== Brief ==
Echo the passage on microRNAs word for word, between "Similar to other" and "the physiological state.", inclusive.

== Supplied text ==
•••
Micro-ribonucleic acids (miRNAs) are a novel class of noncoding single-stranded RNAs that are 19–23 nucleotides in length. They are highly evolutionarily conserved, and regulate approximately 30% of all gene expression at the posttranscriptional level.²⁴ miRNAs were first discovered in 1993; Lee et al²⁵ discovered that lin-4 controlled the timing of sexual development in Caenorhabditis elegans. Currently, there are 1,872 entries representing hairpin precursor miRNAs, corresponding to 2,578 mature, expressed miRNAs in Homo sapiens (miRBase release 20, http://www.mirbase.org). Functionally, miRNAs silence gene expression through two mechanisms: messenger RNA (mRNA) degradation or translational repression. If an miRNA binds to the three’ untranslated region (3’UTR) of an mRNA with perfect complementarity, the miRNA will specifically direct mRNA cleavage. If an miRNA and the 3’UTR of an mRNA are partially complementary, the miRNA will inhibit translation. In animals, miRNAs are partially complementary to the 3’UTR of target mRNAs.^26,27 However, the mechanism of action of miRNAs in plants is different: they are typically fully complementary, and thus result in target-gene degradation.^24,27 The biogenesis of miRNAs is summarized in Figure 1.

Figure 1 The biogenesis of micro-ribonucleic acids (miRNAs). Primary miRNAs (pri-miRNAs) are transcribed from miRNAs encoding genes by polymerase (pol) II and processed into precursor miRNA (pre-miRNA) by Drosha in the nucleus. Pre-miRNAs are next exported to the cytoplasm with the help of exportin 5 and processed into mature form by Dicer. miRNAs in cytoplasm can bind to complementary sequences on target messenger RNAs to repress translation or trigger messenger RNA cleavage. Abbreviations: ORF, open-reading frame; mRNA, messenger RNA; RNA-induced silencing complex.

Similar to other molecules involved in regulating gene expression, the expression levels of miRNAs differ significantly in various tissues and at distinct developmental stages.^24,26–28 Accumulating evidence suggests that miRNAs play an essential role in regulating gene expression at the posttranscriptional level.²⁴ The diversity in miRNA sequence, structure, abundance, and expression make them powerful regulators of mRNA, which is involved in development, proliferation, differentiation, apoptosis, energy metabolism, and other physiological processes.²⁸ Therefore, alterations in miRNA expression may reflect a change in the physiological state.
•••
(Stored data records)
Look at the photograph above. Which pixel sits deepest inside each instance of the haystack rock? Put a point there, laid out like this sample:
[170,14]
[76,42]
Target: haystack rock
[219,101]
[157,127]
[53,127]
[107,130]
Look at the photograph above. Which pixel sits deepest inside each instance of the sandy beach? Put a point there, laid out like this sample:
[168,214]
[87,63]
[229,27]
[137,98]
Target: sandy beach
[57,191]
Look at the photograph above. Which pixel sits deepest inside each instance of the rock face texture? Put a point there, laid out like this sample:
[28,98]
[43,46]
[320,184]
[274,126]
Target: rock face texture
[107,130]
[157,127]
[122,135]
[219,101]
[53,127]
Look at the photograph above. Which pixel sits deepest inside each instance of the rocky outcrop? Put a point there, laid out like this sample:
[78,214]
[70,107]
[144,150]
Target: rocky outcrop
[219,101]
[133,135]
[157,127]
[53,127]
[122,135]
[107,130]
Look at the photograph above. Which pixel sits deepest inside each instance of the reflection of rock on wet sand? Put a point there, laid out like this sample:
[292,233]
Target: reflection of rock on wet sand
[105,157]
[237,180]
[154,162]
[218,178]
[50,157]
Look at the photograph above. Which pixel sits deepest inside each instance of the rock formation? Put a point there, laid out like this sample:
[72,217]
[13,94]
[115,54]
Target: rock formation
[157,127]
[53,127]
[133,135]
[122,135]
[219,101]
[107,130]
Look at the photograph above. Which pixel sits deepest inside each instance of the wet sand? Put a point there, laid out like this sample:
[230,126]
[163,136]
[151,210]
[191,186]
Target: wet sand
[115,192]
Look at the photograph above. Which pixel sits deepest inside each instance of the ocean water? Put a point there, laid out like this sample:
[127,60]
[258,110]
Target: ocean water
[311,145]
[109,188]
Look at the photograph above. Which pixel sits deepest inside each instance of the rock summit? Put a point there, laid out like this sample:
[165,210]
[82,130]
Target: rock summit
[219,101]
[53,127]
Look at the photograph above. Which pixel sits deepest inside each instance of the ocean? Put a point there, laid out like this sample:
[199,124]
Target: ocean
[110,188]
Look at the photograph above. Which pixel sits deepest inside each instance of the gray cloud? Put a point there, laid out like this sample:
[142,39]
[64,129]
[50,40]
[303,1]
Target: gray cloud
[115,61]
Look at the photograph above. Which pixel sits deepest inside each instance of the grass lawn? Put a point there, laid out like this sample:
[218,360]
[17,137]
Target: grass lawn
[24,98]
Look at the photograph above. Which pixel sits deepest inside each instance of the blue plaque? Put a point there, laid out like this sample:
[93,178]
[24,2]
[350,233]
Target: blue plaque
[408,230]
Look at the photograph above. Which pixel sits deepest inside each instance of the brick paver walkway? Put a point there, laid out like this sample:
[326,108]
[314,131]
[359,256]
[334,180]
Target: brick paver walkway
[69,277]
•••
== Answer space ==
Similar to other molecules involved in regulating gene expression, the expression levels of miRNAs differ significantly in various tissues and at distinct developmental stages.^24,26–28 Accumulating evidence suggests that miRNAs play an essential role in regulating gene expression at the posttranscriptional level.²⁴ The diversity in miRNA sequence, structure, abundance, and expression make them powerful regulators of mRNA, which is involved in development, proliferation, differentiation, apoptosis, energy metabolism, and other physiological processes.²⁸ Therefore, alterations in miRNA expression may reflect a change in the physiological state.